*ABOUT THIS EXERCISE:*
What is needed is every line of the data that includes the word "holder". Please copy each one.

Stored data entries
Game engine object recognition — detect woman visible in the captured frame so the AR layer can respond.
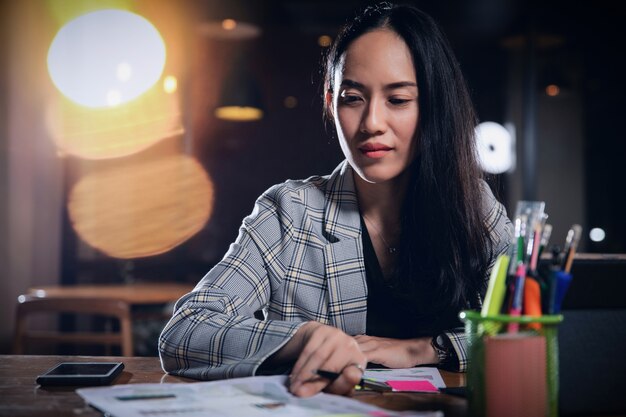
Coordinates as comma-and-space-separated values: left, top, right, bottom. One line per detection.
159, 2, 512, 398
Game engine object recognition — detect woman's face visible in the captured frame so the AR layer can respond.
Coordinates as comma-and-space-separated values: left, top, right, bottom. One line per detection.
331, 29, 419, 185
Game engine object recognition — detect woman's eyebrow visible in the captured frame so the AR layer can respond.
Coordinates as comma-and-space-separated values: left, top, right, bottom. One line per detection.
384, 81, 418, 90
340, 79, 364, 89
340, 79, 417, 90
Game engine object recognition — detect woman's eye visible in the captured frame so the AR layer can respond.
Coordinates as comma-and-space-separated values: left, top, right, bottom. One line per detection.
389, 97, 411, 106
340, 95, 363, 105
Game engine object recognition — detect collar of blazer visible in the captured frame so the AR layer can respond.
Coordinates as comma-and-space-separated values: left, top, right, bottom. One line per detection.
323, 161, 362, 242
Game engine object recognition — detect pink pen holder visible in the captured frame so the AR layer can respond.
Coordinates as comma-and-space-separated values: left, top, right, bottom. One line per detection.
460, 311, 563, 417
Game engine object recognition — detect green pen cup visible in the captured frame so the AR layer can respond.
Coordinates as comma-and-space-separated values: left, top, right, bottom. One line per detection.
460, 311, 564, 417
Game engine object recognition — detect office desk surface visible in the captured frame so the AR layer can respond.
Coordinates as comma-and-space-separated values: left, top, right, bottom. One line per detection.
0, 355, 467, 417
28, 283, 194, 305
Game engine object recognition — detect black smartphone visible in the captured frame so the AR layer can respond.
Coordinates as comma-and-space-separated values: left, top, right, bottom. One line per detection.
36, 362, 124, 386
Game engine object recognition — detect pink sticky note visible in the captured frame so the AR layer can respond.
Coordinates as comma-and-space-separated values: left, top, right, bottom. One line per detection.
386, 380, 439, 393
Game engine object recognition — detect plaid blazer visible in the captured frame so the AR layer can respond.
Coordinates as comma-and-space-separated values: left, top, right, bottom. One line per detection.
159, 161, 512, 380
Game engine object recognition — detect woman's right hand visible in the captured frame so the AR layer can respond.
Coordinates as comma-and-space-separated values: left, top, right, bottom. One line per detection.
284, 321, 366, 397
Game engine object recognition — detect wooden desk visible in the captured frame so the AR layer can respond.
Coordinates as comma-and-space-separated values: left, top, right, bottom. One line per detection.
27, 282, 194, 325
0, 355, 467, 417
27, 283, 194, 305
20, 283, 194, 356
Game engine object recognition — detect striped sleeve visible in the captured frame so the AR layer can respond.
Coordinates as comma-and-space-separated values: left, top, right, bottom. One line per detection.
158, 186, 305, 380
442, 328, 468, 372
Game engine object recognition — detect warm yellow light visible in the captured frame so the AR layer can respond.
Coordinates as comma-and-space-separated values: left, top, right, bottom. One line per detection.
47, 9, 166, 108
163, 75, 178, 94
284, 96, 298, 109
198, 20, 260, 39
222, 19, 237, 30
47, 0, 133, 26
68, 155, 214, 259
46, 86, 184, 159
546, 84, 560, 96
215, 106, 263, 121
318, 35, 332, 47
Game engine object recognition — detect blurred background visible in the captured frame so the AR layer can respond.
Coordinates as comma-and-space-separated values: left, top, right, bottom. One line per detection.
1, 0, 624, 354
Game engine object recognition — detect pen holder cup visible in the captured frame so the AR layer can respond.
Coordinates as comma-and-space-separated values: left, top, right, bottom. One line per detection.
460, 311, 563, 417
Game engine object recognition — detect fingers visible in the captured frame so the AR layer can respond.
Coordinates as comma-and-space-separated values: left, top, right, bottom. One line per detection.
289, 325, 366, 397
324, 363, 364, 396
290, 327, 334, 388
289, 325, 338, 396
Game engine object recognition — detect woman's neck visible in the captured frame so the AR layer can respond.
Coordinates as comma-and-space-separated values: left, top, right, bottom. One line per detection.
354, 172, 409, 228
355, 172, 409, 278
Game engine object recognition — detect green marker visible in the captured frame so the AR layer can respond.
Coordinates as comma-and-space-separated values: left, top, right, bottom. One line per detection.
481, 254, 510, 335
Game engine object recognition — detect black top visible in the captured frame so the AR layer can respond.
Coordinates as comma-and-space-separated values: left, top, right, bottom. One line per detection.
361, 217, 462, 339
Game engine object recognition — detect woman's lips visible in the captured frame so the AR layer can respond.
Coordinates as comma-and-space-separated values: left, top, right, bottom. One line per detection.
359, 144, 392, 159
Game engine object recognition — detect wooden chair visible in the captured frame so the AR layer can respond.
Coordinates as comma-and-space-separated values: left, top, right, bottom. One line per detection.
13, 294, 133, 356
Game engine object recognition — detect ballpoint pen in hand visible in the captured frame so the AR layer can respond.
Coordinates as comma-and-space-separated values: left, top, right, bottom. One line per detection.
315, 369, 392, 392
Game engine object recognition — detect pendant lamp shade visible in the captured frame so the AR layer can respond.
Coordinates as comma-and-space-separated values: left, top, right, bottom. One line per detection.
215, 55, 264, 121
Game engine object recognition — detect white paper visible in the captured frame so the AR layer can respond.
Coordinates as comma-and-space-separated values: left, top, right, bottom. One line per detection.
362, 367, 446, 389
77, 375, 442, 417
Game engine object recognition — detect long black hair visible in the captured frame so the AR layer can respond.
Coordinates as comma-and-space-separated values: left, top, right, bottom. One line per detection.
324, 3, 491, 314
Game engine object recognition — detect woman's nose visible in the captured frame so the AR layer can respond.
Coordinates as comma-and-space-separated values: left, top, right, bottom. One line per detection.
360, 98, 387, 135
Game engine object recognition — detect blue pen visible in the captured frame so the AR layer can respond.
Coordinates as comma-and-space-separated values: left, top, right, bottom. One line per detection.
552, 270, 573, 314
543, 247, 561, 313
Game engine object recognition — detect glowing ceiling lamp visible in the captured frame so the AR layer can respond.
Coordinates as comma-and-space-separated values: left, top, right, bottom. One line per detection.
47, 9, 166, 108
475, 122, 515, 174
214, 54, 264, 122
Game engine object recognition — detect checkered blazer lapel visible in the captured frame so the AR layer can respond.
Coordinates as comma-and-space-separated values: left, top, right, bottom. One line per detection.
322, 161, 368, 335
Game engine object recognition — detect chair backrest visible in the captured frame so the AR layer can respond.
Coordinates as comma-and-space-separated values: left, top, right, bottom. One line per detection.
558, 255, 626, 416
13, 294, 133, 356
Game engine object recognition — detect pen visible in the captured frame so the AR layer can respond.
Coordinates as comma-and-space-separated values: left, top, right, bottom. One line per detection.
529, 224, 542, 273
523, 224, 543, 329
563, 224, 582, 273
538, 224, 552, 258
552, 270, 573, 313
523, 274, 542, 329
544, 247, 561, 313
507, 216, 527, 333
508, 217, 525, 276
507, 263, 526, 333
439, 386, 466, 397
315, 369, 392, 392
116, 393, 177, 401
518, 216, 527, 265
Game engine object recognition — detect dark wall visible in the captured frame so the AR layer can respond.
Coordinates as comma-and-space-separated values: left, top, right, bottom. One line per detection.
580, 5, 626, 254
61, 0, 626, 285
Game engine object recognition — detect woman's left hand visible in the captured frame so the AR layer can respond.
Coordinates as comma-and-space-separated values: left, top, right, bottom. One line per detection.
353, 335, 438, 368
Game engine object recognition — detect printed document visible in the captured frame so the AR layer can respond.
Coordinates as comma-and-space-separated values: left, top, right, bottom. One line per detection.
77, 375, 442, 417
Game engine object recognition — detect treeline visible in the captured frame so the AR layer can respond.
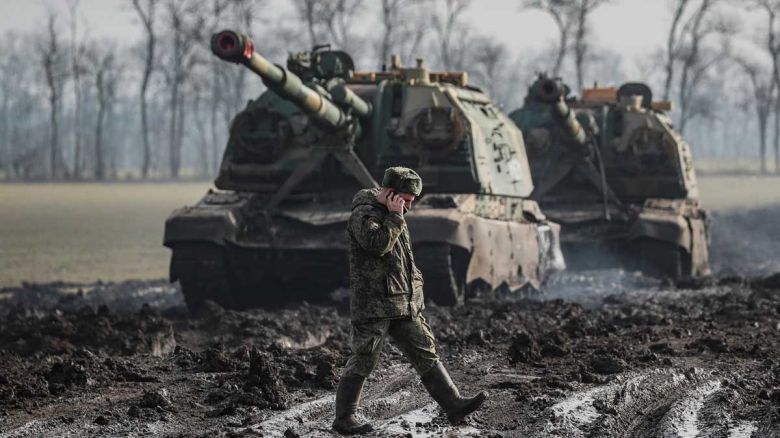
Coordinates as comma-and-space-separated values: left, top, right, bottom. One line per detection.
1, 0, 779, 181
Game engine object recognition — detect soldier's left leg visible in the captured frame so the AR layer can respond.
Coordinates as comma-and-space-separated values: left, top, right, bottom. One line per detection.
333, 320, 390, 435
389, 315, 488, 425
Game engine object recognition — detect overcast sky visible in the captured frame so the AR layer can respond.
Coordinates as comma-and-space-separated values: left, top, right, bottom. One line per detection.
0, 0, 669, 53
0, 1, 768, 163
0, 0, 766, 87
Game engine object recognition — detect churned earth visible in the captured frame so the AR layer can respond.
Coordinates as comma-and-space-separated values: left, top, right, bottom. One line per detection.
0, 206, 779, 437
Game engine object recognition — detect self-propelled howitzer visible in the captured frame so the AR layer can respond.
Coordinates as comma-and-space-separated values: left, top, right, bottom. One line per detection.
164, 32, 564, 311
510, 75, 709, 280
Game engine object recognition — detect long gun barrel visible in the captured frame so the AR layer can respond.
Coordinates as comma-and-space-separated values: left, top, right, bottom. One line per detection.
211, 30, 369, 130
535, 78, 588, 145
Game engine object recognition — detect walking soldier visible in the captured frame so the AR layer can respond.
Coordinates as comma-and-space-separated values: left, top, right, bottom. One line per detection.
333, 167, 488, 434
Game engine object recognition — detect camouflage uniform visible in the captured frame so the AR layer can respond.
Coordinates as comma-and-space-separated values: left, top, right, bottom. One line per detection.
343, 177, 438, 377
334, 168, 487, 434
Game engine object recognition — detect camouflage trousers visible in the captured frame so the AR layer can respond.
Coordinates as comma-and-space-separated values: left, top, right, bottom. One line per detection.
343, 315, 440, 378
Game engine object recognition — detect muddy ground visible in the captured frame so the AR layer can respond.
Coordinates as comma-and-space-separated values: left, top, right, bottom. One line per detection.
1, 206, 779, 437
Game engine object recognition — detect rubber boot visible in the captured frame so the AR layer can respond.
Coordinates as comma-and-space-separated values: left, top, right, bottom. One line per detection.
332, 373, 373, 435
420, 361, 488, 424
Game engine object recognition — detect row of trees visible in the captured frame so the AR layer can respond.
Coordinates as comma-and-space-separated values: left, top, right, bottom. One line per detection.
1, 0, 779, 180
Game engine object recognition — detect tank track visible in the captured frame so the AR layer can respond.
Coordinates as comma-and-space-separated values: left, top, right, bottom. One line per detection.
414, 243, 465, 306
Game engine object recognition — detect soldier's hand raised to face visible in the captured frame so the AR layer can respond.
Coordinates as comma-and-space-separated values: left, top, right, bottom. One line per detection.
387, 193, 406, 215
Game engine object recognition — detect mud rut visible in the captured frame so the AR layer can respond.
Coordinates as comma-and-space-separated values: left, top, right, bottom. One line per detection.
1, 207, 780, 437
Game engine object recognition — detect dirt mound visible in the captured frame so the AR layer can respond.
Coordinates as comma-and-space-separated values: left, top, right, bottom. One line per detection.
0, 280, 183, 315
1, 303, 176, 357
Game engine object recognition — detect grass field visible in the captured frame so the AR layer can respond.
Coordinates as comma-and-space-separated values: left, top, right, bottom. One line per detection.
696, 175, 780, 210
0, 176, 778, 287
0, 182, 210, 287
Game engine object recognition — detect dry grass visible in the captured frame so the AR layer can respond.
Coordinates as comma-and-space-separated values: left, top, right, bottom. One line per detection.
0, 176, 777, 287
697, 175, 780, 210
0, 182, 209, 287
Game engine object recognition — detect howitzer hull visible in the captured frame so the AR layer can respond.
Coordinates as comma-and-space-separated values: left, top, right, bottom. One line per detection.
543, 199, 710, 280
164, 191, 564, 311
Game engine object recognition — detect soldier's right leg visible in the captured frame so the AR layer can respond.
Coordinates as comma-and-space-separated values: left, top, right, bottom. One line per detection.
389, 316, 487, 425
333, 320, 390, 435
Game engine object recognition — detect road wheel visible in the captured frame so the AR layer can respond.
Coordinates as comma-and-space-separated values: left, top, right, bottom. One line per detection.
170, 242, 235, 313
415, 243, 464, 306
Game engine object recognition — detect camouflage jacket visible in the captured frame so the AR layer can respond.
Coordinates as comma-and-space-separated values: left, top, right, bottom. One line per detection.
346, 188, 425, 322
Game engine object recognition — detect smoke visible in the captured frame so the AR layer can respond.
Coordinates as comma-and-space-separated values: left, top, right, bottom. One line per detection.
539, 205, 780, 308
708, 205, 780, 278
543, 269, 662, 308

*OUTPUT:*
Game engine object recognition — detect pink pen holder visible in the captured frame so the AR layer can respond.
Game engine object recognition — detect pen holder cup visible in the captured frame so the AR layer can respond.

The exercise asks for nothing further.